◆ **Stated problem A**: Rewrite the location labeling records from the line containing "Place one keypoint per instance of the mirror reflection" through the end of the records, including both ends and keeping the requests. Multiply every coordinate in the answers by 1.9 and round to whole numbers, with halves rounded up, but leave the requests and their format samples unchanged and omit the pictures.

◆ **Source**:
>>>

Here's a reminder of what is happening. WRiTE CLUB (sponsored by Wild Lark Books) is a tournament-style contest that will run for nine weeks (which includes a week break for the holidays). It provides writers the opportunity to compete against one another for a chance to win a free publication package (along with other prizes). Here’s the kicker—it’s all done anonymously. Writers have submitted 500-word writing samples under pen names. The chosen (decided by a group of twelve slush pile readers) are paired off to go head-to-head in daily “bouts”, with the winner of each match determined by you the reader—by voting for your favorites. Bout winners keep advancing until there are only two remaining and that’s when a panel of celebrity judges, who include well know authors, agents, editors, and other publishing folks, choose the ultimate champion.
2) Although our contestants are anonymous, voters cannot be. Anonymous votes will not count, so if you do not have a Google account and are voting as a guest, be sure to include your name and email address.

<<<

◆ **Stated problem B**:
Answer these from the contest description:
(i) How many weeks will the contest run?
(ii) How many words long were the submitted writing samples?
(iii) What must a guest voter without a Google account include for the vote to count?

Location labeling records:

>>>

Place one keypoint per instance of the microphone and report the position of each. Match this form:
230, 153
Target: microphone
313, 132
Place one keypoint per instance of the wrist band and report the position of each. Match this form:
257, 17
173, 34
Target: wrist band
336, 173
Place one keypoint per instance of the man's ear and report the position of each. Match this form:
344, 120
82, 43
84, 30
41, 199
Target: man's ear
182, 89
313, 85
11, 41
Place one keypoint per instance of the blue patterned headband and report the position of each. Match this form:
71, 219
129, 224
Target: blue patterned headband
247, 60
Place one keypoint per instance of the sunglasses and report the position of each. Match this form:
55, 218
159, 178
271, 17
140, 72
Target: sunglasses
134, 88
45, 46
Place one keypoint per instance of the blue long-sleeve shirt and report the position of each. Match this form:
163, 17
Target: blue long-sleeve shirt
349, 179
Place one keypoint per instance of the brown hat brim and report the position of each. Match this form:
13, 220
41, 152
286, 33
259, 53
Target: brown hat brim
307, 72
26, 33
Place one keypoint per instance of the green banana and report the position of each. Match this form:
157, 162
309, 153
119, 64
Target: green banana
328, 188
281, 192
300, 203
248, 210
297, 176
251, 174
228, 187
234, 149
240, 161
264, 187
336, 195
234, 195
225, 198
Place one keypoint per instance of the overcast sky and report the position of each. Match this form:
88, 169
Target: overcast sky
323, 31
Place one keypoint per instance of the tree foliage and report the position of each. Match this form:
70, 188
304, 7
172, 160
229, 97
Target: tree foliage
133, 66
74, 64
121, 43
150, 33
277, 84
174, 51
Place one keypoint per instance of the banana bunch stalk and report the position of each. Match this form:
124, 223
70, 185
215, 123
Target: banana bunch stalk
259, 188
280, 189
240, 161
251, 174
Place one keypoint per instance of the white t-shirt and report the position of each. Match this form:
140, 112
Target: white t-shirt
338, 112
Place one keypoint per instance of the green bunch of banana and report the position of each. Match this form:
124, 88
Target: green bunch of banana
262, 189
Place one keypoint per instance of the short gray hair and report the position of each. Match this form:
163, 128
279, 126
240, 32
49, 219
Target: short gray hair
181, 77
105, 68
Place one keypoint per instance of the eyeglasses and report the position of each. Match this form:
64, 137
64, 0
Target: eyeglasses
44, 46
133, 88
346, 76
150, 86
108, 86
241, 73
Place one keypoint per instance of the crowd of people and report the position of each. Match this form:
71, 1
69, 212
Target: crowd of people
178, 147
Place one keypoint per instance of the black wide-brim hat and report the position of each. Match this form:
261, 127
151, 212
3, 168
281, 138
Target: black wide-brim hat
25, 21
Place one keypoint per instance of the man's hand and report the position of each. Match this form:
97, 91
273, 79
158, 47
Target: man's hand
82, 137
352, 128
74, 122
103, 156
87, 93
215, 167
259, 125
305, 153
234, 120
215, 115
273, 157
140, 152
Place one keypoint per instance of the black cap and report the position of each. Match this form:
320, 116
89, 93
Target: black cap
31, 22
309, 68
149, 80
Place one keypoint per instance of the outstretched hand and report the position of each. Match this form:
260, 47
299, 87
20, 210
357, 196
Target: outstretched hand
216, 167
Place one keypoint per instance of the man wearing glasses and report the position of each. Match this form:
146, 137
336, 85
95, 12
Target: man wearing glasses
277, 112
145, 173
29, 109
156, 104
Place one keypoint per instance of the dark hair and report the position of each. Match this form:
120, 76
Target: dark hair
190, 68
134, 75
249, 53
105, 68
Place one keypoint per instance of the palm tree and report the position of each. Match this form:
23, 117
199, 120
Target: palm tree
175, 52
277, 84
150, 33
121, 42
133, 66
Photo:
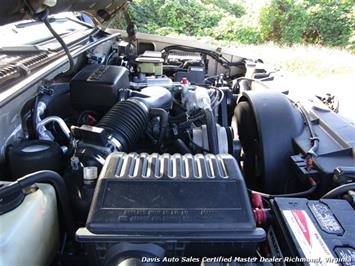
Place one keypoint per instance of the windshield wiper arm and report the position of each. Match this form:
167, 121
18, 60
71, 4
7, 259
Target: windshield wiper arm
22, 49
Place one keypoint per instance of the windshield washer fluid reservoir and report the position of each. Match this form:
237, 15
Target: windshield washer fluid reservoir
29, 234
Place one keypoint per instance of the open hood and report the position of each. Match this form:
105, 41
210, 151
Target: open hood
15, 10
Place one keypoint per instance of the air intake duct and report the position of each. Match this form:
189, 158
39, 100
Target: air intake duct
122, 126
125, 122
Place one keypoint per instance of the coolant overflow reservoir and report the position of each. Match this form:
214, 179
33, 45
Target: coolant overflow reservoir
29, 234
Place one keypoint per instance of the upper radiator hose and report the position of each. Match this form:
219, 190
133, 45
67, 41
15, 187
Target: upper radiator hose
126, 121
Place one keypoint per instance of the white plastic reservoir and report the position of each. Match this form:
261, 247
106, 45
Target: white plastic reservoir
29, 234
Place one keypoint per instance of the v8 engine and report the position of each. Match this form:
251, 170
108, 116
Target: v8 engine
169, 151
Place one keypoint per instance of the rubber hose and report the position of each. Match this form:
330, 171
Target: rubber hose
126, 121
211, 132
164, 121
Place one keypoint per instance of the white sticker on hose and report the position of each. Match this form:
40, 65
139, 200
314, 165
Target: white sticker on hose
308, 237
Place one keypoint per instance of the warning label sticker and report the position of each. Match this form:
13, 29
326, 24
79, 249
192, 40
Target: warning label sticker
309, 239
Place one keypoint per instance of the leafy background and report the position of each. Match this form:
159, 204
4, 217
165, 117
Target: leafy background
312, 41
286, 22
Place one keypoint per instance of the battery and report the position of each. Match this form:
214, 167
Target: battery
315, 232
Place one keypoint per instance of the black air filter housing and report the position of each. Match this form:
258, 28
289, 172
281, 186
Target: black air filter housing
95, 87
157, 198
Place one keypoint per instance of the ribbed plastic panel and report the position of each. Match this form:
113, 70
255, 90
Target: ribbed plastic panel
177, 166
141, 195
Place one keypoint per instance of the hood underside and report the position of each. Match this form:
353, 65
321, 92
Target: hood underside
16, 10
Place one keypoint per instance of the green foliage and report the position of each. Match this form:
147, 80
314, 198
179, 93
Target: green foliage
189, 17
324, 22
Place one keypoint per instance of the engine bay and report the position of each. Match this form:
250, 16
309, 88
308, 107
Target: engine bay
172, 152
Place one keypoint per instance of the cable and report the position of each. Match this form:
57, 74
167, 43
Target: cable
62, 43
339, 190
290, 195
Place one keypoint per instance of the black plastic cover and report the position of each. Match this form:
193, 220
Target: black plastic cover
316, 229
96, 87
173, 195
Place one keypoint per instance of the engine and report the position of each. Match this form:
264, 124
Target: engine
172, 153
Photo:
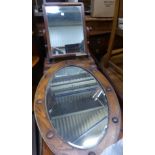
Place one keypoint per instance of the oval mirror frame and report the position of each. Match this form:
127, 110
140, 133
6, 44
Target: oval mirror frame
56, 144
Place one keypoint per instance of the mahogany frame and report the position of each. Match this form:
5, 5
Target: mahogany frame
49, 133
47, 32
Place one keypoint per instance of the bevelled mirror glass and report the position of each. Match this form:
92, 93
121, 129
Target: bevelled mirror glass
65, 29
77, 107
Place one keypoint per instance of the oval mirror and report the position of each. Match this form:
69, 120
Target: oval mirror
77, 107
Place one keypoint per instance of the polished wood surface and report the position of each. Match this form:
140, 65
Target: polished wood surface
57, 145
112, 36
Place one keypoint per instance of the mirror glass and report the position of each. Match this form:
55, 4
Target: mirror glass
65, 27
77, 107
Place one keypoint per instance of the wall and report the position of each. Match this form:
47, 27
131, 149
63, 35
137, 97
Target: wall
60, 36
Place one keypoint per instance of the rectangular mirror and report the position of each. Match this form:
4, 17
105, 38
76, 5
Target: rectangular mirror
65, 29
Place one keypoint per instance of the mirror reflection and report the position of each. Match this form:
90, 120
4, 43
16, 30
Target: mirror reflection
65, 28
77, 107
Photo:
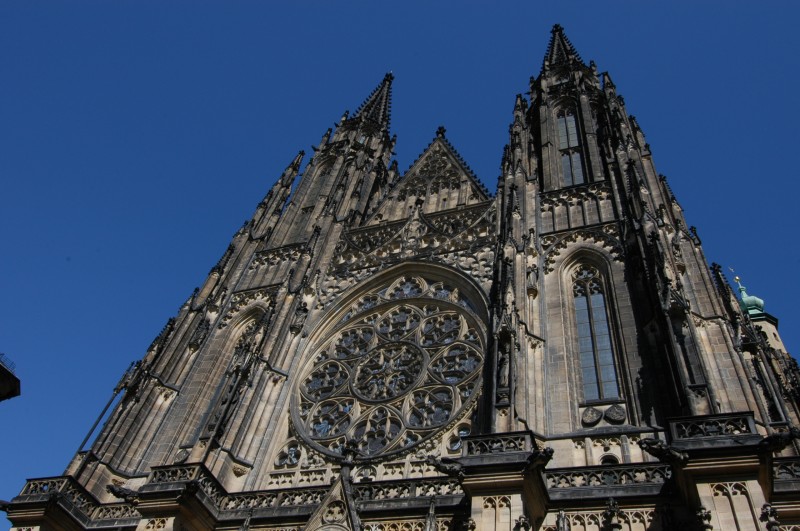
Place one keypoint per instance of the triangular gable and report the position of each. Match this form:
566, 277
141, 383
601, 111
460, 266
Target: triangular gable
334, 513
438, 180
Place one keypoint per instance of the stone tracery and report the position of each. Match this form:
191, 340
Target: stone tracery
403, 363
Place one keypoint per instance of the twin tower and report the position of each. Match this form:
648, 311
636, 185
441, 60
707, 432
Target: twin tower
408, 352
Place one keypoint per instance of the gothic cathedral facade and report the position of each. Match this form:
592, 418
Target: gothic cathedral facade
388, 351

<<<

◆ **Worked solution A**:
Place one keypoint per instance of the mirror reflection and report the position of each. Match this form:
90, 120
4, 43
16, 30
Target: mirror reflection
124, 53
146, 203
Photo:
Place one keypoint per instance of the triangular gable and report the position of each. Match this form:
566, 277
141, 383
601, 111
460, 266
Target: triangular gable
635, 975
832, 342
Place one keypoint per instance of the stone tracery and report the position of each. Match this form:
191, 340
Target: stone tracery
766, 690
Place one keypoint per instance of the twin tower and report the position of each. Match this form:
648, 311
636, 185
441, 60
707, 432
Target: twin tower
775, 669
Place one keypoint per instance of the gothic cathedral facade and report the position of each. Match this form:
592, 418
Target: gothic cathedral facade
737, 667

◆ **Worked solution B**:
(i) Nine weeks, including a week break for the holidays.
(ii) 500 words.
(iii) Their name and email address.